Extrait proposé
##############################

Les dispositions du titre II ont donc pour objet de simplifier ces procédures pour les rendre plus opérationnelles.
L'article 4 clarifie, à l'article L. 511-1 du CCH, les champs respectifs des situations de péril imminent et de péril « ordinaire » et prévoit que, dans la première situation, le maire ordonne les mesures provisoires indispensables, et qu'à un arrêté de péril imminent doit normalement succéder un arrêté de péril ordinaire. Par ailleurs, il apporte des améliorations rédactionnelles à l'article L. 511-1-1 et complète les mesures de publicité communes aux deux procédures.

##############################

Données
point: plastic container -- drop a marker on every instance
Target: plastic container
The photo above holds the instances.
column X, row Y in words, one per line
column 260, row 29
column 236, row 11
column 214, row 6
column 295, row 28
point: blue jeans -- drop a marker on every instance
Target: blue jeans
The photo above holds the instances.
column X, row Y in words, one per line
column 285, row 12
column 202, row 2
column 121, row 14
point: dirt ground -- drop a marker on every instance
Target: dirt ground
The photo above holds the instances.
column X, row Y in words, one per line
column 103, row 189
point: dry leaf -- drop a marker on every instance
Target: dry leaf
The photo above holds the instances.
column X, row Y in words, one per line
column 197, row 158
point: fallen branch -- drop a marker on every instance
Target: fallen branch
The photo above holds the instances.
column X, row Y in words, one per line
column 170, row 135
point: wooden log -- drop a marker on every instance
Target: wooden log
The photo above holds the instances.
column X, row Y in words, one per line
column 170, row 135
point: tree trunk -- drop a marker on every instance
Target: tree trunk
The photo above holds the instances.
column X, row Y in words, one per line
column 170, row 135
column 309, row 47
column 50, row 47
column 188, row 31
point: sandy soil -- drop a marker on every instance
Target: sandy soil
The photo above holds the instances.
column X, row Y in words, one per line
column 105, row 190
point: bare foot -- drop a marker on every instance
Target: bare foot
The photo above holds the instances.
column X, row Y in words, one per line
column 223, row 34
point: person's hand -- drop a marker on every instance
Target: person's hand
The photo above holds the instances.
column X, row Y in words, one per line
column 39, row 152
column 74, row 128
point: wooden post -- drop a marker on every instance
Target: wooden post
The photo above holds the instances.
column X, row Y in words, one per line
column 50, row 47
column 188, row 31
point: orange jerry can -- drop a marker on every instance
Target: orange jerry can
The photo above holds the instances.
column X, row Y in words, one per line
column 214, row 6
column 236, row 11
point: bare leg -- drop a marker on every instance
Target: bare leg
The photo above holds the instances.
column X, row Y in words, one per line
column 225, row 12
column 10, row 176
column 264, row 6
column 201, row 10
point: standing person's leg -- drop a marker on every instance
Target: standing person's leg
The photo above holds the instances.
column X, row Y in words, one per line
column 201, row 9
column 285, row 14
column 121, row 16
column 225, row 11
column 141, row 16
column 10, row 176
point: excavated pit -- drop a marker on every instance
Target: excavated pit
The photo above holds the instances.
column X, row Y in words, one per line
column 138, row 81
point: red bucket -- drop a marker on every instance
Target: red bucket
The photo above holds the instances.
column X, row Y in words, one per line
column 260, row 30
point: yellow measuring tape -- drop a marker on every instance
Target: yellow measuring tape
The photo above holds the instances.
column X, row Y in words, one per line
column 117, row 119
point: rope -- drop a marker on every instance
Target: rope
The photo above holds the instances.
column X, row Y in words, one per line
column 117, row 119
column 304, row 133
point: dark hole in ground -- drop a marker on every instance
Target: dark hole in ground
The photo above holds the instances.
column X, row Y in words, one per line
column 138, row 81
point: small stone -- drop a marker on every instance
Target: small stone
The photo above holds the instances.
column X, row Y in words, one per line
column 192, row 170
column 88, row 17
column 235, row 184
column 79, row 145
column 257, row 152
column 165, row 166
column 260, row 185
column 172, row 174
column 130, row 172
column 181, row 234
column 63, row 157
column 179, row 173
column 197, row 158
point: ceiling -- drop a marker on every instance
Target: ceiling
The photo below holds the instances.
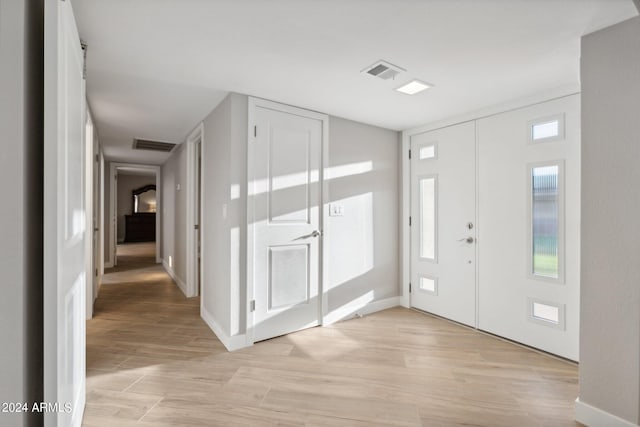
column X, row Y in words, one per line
column 157, row 67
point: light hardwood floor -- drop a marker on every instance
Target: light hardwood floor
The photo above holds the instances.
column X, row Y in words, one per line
column 151, row 361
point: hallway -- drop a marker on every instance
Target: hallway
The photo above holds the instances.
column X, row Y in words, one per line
column 151, row 361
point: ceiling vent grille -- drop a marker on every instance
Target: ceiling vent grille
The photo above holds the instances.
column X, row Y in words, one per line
column 144, row 144
column 383, row 70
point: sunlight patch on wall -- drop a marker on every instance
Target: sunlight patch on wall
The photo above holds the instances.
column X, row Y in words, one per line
column 261, row 185
column 352, row 245
column 349, row 309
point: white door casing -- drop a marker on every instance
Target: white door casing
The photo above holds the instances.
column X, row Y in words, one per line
column 194, row 210
column 285, row 220
column 507, row 285
column 65, row 228
column 443, row 222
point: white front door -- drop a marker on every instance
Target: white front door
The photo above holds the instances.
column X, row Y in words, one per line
column 65, row 228
column 286, row 197
column 443, row 229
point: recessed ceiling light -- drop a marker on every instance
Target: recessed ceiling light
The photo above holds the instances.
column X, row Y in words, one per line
column 414, row 87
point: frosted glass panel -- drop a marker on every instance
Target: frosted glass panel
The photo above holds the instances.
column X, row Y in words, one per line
column 428, row 218
column 546, row 312
column 428, row 285
column 549, row 129
column 427, row 152
column 289, row 277
column 545, row 220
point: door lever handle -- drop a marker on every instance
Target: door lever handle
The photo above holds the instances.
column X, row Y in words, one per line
column 314, row 233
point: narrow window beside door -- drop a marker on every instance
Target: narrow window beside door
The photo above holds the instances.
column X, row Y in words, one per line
column 546, row 221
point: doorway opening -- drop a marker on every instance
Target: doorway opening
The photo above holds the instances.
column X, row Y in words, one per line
column 134, row 204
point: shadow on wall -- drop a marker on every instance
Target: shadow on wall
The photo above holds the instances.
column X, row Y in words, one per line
column 356, row 263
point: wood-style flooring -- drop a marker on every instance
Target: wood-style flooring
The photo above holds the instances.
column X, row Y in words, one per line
column 151, row 361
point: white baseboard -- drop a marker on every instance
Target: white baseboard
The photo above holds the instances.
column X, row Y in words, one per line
column 595, row 417
column 359, row 308
column 232, row 343
column 179, row 282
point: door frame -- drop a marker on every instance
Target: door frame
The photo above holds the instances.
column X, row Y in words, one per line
column 91, row 228
column 405, row 209
column 113, row 193
column 405, row 224
column 323, row 305
column 196, row 136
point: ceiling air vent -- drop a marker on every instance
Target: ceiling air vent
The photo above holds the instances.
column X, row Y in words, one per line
column 144, row 144
column 383, row 70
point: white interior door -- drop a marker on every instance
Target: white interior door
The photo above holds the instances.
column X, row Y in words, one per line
column 529, row 192
column 65, row 225
column 287, row 153
column 443, row 211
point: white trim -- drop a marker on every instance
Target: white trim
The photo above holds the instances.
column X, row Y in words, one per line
column 174, row 276
column 359, row 309
column 90, row 237
column 252, row 104
column 113, row 191
column 405, row 213
column 231, row 343
column 593, row 417
column 101, row 206
column 196, row 136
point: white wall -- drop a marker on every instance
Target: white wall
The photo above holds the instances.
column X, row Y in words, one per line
column 173, row 208
column 21, row 171
column 126, row 184
column 363, row 176
column 610, row 297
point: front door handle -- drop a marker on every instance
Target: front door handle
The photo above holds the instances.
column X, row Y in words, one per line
column 314, row 233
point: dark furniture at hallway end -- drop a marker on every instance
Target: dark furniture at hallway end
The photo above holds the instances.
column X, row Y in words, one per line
column 140, row 227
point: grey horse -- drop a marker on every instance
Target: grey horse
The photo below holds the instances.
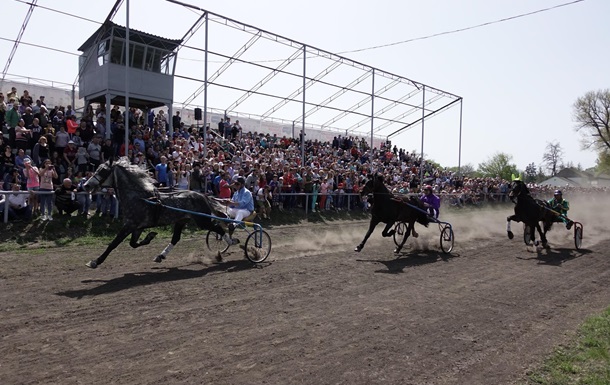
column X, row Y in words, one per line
column 144, row 206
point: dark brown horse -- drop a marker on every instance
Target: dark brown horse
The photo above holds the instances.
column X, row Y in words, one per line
column 390, row 209
column 530, row 211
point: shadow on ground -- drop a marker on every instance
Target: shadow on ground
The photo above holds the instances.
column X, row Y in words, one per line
column 170, row 274
column 412, row 259
column 555, row 257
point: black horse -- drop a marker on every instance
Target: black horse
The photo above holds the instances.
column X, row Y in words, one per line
column 136, row 194
column 390, row 209
column 530, row 211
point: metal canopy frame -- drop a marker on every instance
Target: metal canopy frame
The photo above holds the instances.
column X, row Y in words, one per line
column 361, row 101
column 311, row 87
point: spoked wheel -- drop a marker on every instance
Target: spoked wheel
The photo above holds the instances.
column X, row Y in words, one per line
column 215, row 242
column 527, row 237
column 447, row 239
column 399, row 232
column 258, row 246
column 578, row 235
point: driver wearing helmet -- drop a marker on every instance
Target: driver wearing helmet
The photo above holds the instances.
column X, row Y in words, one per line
column 431, row 202
column 561, row 206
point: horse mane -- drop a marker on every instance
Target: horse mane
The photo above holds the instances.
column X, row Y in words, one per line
column 140, row 176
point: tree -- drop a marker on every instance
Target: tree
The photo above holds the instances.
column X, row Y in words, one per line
column 465, row 170
column 531, row 173
column 603, row 162
column 498, row 165
column 592, row 114
column 553, row 157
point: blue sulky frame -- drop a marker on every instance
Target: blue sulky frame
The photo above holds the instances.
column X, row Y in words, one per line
column 256, row 252
column 447, row 237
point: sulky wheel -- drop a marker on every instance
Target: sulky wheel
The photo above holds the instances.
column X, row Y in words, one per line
column 399, row 232
column 578, row 235
column 216, row 243
column 258, row 246
column 527, row 235
column 447, row 239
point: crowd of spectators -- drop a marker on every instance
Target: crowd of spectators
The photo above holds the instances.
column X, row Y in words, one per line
column 330, row 173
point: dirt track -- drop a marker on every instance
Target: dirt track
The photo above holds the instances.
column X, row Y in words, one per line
column 318, row 313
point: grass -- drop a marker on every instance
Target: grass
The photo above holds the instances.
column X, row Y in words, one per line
column 585, row 361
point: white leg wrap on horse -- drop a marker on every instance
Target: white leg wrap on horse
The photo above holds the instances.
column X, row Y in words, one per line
column 167, row 250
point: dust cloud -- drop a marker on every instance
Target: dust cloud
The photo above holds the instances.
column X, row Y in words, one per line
column 472, row 227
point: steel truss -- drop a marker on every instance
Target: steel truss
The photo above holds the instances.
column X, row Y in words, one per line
column 388, row 106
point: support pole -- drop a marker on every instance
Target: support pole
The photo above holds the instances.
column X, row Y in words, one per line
column 74, row 99
column 460, row 141
column 423, row 116
column 372, row 107
column 205, row 93
column 127, row 78
column 108, row 120
column 304, row 101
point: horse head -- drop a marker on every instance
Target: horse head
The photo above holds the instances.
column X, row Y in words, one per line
column 518, row 189
column 367, row 188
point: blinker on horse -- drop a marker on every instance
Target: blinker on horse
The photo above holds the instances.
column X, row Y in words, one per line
column 389, row 209
column 134, row 187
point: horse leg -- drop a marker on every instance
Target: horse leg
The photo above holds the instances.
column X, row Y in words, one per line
column 410, row 227
column 373, row 224
column 120, row 237
column 386, row 230
column 178, row 226
column 149, row 237
column 135, row 235
column 211, row 225
column 508, row 219
column 542, row 233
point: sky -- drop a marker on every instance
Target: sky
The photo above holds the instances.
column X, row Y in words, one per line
column 518, row 78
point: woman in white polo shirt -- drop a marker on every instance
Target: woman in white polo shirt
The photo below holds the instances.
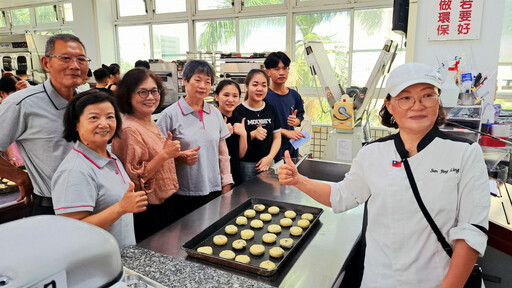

##############################

Consignes
A) Relevez tous les articles cités dans l'extrait sur les procédures de péril.
B) Citez l'extrait sur les procédures de péril depuis « L'article 4 clarifie, à » jusqu'à « aux deux procédures. » inclus.

Corrigé
A)
- l'article 4
- l'article L. 511-1 du CCH
- l'article L. 511-1-1

B)
L'article 4 clarifie, à l'article L. 511-1 du CCH, les champs respectifs des situations de péril imminent et de péril « ordinaire » et prévoit que, dans la première situation, le maire ordonne les mesures provisoires indispensables, et qu'à un arrêté de péril imminent doit normalement succéder un arrêté de péril ordinaire. Par ailleurs, il apporte des améliorations rédactionnelles à l'article L. 511-1-1 et complète les mesures de publicité communes aux deux procédures.